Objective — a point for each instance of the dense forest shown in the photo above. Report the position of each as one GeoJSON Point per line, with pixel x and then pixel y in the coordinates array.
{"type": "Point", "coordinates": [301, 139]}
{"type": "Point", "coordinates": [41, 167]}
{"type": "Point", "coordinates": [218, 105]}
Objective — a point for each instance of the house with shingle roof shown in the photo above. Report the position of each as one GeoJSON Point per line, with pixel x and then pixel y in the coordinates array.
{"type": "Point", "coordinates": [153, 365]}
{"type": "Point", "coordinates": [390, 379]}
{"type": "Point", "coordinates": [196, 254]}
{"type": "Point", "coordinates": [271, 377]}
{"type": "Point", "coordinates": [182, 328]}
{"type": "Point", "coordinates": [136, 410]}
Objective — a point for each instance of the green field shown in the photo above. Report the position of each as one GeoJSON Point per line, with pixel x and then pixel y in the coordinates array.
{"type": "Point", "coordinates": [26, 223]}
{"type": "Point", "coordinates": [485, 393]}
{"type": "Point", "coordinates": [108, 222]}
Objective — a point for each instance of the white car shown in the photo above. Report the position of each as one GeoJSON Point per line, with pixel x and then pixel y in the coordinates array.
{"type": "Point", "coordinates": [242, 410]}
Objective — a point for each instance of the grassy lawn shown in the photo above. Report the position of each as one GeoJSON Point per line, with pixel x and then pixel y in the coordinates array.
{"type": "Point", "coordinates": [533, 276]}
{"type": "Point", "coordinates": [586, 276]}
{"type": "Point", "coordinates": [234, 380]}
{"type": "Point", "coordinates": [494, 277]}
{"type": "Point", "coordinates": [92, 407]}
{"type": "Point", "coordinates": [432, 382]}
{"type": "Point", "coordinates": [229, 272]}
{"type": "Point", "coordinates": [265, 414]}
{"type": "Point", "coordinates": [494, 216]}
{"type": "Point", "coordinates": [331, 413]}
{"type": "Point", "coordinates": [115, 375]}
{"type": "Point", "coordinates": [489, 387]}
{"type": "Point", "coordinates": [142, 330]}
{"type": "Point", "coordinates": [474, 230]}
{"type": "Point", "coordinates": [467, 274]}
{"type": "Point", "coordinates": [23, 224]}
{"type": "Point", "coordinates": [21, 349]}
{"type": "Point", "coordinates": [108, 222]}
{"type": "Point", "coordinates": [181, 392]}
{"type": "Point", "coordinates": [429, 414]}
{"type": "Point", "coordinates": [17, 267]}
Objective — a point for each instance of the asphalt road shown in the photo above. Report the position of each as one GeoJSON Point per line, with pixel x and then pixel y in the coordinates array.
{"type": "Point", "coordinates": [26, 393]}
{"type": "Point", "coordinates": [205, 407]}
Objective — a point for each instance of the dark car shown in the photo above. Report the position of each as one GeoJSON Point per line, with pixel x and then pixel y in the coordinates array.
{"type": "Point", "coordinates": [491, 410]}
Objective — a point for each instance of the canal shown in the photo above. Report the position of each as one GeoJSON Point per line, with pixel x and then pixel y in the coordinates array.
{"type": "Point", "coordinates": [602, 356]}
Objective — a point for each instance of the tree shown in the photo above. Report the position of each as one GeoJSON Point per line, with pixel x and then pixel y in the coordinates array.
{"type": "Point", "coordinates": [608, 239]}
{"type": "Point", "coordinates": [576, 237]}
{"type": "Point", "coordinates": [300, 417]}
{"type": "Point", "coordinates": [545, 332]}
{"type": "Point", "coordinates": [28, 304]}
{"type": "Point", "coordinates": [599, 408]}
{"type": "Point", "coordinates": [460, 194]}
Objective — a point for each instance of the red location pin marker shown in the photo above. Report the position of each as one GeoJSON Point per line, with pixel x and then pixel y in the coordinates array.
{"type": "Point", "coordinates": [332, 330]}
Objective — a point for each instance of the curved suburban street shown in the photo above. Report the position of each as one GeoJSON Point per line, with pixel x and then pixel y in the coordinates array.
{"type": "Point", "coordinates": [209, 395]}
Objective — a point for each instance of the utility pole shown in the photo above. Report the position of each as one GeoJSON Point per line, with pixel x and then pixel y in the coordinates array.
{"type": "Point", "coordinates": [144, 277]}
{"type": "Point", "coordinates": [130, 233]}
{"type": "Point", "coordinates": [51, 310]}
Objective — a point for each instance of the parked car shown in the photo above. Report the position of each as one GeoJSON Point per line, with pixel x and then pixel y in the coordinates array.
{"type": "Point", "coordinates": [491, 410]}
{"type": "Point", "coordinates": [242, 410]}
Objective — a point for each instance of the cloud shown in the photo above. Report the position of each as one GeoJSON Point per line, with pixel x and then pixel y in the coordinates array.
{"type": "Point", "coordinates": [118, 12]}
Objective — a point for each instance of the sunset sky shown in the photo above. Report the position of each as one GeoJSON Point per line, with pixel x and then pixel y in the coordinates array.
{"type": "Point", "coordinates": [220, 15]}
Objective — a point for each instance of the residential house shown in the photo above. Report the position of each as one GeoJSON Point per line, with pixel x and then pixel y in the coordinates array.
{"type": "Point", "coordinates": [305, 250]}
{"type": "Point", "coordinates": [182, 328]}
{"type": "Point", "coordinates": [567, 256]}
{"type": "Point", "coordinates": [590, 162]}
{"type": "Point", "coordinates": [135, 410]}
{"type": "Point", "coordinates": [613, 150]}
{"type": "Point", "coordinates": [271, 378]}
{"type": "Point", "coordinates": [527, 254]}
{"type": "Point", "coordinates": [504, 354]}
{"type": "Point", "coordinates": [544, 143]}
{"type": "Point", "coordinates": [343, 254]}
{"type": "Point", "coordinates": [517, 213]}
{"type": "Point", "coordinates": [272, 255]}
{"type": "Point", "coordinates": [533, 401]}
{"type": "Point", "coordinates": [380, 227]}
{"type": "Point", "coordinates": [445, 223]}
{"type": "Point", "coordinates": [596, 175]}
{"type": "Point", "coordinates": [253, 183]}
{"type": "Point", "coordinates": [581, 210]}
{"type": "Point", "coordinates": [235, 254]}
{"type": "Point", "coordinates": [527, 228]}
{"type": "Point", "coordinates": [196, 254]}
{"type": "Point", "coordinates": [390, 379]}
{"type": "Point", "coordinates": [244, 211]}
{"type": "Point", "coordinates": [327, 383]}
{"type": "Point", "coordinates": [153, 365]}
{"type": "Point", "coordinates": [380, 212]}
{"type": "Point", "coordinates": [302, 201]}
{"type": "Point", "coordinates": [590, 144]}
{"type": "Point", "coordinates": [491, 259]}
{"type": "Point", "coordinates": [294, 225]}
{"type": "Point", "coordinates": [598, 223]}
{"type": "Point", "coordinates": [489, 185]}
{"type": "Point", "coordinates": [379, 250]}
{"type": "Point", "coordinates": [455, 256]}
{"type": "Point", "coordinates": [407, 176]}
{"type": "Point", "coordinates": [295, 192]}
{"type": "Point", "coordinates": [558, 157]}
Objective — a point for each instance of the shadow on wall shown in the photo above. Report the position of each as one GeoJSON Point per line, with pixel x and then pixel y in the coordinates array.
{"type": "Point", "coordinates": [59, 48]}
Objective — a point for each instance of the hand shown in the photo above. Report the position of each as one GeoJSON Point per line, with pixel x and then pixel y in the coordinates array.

= = = = = = =

▶ Requirement: Transcribe the listing from start to finish, exactly as given.

▶ Output:
Objective — a point for each instance of the dense forest shown in the photo above. Report the position of each as one GeoJSON Point per line, with pixel x and then pixel y in the coordinates array.
{"type": "Point", "coordinates": [301, 139]}
{"type": "Point", "coordinates": [41, 167]}
{"type": "Point", "coordinates": [218, 105]}
Objective — a point for each instance of the house with shingle roof shown in the photo above. Report the position of each as one GeoJSON Point per line, with pixel x and then pixel y in the coordinates array.
{"type": "Point", "coordinates": [153, 365]}
{"type": "Point", "coordinates": [390, 379]}
{"type": "Point", "coordinates": [196, 254]}
{"type": "Point", "coordinates": [271, 377]}
{"type": "Point", "coordinates": [182, 328]}
{"type": "Point", "coordinates": [136, 410]}
Objective — a point for each instance of the green field shown in the photo above. Report the position of each as one GeoJSON Point per line, with pixel x and then pixel y in the coordinates array.
{"type": "Point", "coordinates": [26, 223]}
{"type": "Point", "coordinates": [485, 393]}
{"type": "Point", "coordinates": [108, 222]}
Objective — a point for each instance of the white car shown in the photo above. Report the position of each as one GeoJSON Point per line, with pixel x and then pixel y in the coordinates array.
{"type": "Point", "coordinates": [242, 410]}
Objective — a point for each instance of the grassy lawn shown in the photo above. Report the position of each as one GeoJSON Point per line, with pixel x and then pixel y in the coordinates array.
{"type": "Point", "coordinates": [533, 276]}
{"type": "Point", "coordinates": [586, 276]}
{"type": "Point", "coordinates": [234, 380]}
{"type": "Point", "coordinates": [494, 277]}
{"type": "Point", "coordinates": [92, 407]}
{"type": "Point", "coordinates": [432, 382]}
{"type": "Point", "coordinates": [229, 272]}
{"type": "Point", "coordinates": [265, 414]}
{"type": "Point", "coordinates": [494, 216]}
{"type": "Point", "coordinates": [331, 413]}
{"type": "Point", "coordinates": [115, 375]}
{"type": "Point", "coordinates": [489, 387]}
{"type": "Point", "coordinates": [142, 330]}
{"type": "Point", "coordinates": [474, 230]}
{"type": "Point", "coordinates": [467, 274]}
{"type": "Point", "coordinates": [23, 224]}
{"type": "Point", "coordinates": [21, 349]}
{"type": "Point", "coordinates": [108, 222]}
{"type": "Point", "coordinates": [181, 392]}
{"type": "Point", "coordinates": [429, 414]}
{"type": "Point", "coordinates": [17, 267]}
Objective — a point for each instance of the asphalt road shown in the photo above. Report the position of each as one GeoJSON Point per line, with pixel x and then pixel y in the coordinates array.
{"type": "Point", "coordinates": [26, 393]}
{"type": "Point", "coordinates": [205, 407]}
Objective — a point for each instance of the dark car shown in the photo above. Report the position of each as one GeoJSON Point per line, with pixel x and then pixel y in the coordinates array.
{"type": "Point", "coordinates": [491, 410]}
Objective — a point for each instance of the canal shown in the photo above. Report the position of each as one GeoJSON Point per line, with pixel x and then pixel y in the coordinates array.
{"type": "Point", "coordinates": [602, 356]}
Objective — a point for each instance of the tree shown in the photo above. Report the position of each as one GeoJSON Point per line, with pixel x and then pixel y in the coordinates array.
{"type": "Point", "coordinates": [608, 239]}
{"type": "Point", "coordinates": [576, 237]}
{"type": "Point", "coordinates": [300, 417]}
{"type": "Point", "coordinates": [545, 332]}
{"type": "Point", "coordinates": [28, 304]}
{"type": "Point", "coordinates": [599, 408]}
{"type": "Point", "coordinates": [460, 194]}
Objective — a point for each instance of the red location pin marker shown in the photo above. Report the position of each as one GeoJSON Point per line, with pixel x and then pixel y in the coordinates array.
{"type": "Point", "coordinates": [332, 330]}
Objective — a point for each instance of the curved suburban street shown in the photo above. Report the position of each as one GeoJSON Point per line, with pixel x and then pixel y in the coordinates array.
{"type": "Point", "coordinates": [209, 395]}
Objective — a point for each instance of the utility pole shown in the photo above. Report the position of each as one GeoJSON Point per line, with pixel x and then pixel y in the coordinates array.
{"type": "Point", "coordinates": [144, 277]}
{"type": "Point", "coordinates": [130, 233]}
{"type": "Point", "coordinates": [51, 310]}
Objective — a point for each instance of the parked car shown in the photo above. Report the position of each as one GeoJSON Point per line, with pixel x and then pixel y in the coordinates array.
{"type": "Point", "coordinates": [491, 410]}
{"type": "Point", "coordinates": [242, 410]}
Objective — a point for each instance of the cloud shown in the photo above. Report the position of each as one GeoJSON Point per line, with pixel x and then pixel y in the coordinates array.
{"type": "Point", "coordinates": [118, 12]}
Objective — a point for each instance of the sunset sky shown in the photo above. Report the position of each as one GeoJSON Point per line, with pixel x and then pixel y in the coordinates array.
{"type": "Point", "coordinates": [220, 15]}
Objective — a point for each instance of the residential house shown in the photo above. Report the position of each as one GeoJSON Point per line, with pixel x and then pixel y in the coordinates array.
{"type": "Point", "coordinates": [305, 250]}
{"type": "Point", "coordinates": [182, 328]}
{"type": "Point", "coordinates": [567, 256]}
{"type": "Point", "coordinates": [590, 162]}
{"type": "Point", "coordinates": [135, 410]}
{"type": "Point", "coordinates": [613, 150]}
{"type": "Point", "coordinates": [271, 378]}
{"type": "Point", "coordinates": [527, 254]}
{"type": "Point", "coordinates": [504, 354]}
{"type": "Point", "coordinates": [544, 143]}
{"type": "Point", "coordinates": [343, 254]}
{"type": "Point", "coordinates": [517, 213]}
{"type": "Point", "coordinates": [272, 255]}
{"type": "Point", "coordinates": [533, 401]}
{"type": "Point", "coordinates": [380, 227]}
{"type": "Point", "coordinates": [445, 223]}
{"type": "Point", "coordinates": [596, 175]}
{"type": "Point", "coordinates": [253, 183]}
{"type": "Point", "coordinates": [581, 210]}
{"type": "Point", "coordinates": [235, 254]}
{"type": "Point", "coordinates": [527, 228]}
{"type": "Point", "coordinates": [196, 254]}
{"type": "Point", "coordinates": [390, 379]}
{"type": "Point", "coordinates": [244, 211]}
{"type": "Point", "coordinates": [327, 383]}
{"type": "Point", "coordinates": [153, 365]}
{"type": "Point", "coordinates": [380, 212]}
{"type": "Point", "coordinates": [302, 201]}
{"type": "Point", "coordinates": [590, 144]}
{"type": "Point", "coordinates": [491, 259]}
{"type": "Point", "coordinates": [294, 225]}
{"type": "Point", "coordinates": [598, 223]}
{"type": "Point", "coordinates": [489, 185]}
{"type": "Point", "coordinates": [379, 250]}
{"type": "Point", "coordinates": [455, 256]}
{"type": "Point", "coordinates": [407, 176]}
{"type": "Point", "coordinates": [295, 192]}
{"type": "Point", "coordinates": [558, 157]}
Objective — a point for each instance of the shadow on wall shown in the photo above. Report the position of each as one GeoJSON Point per line, with pixel x and then pixel y in the coordinates array.
{"type": "Point", "coordinates": [59, 48]}
Objective — a point for each instance of the hand shown in the photo above. Report the position of each as one GeoJSON Point per line, with pixel x and then pixel y in the coordinates array.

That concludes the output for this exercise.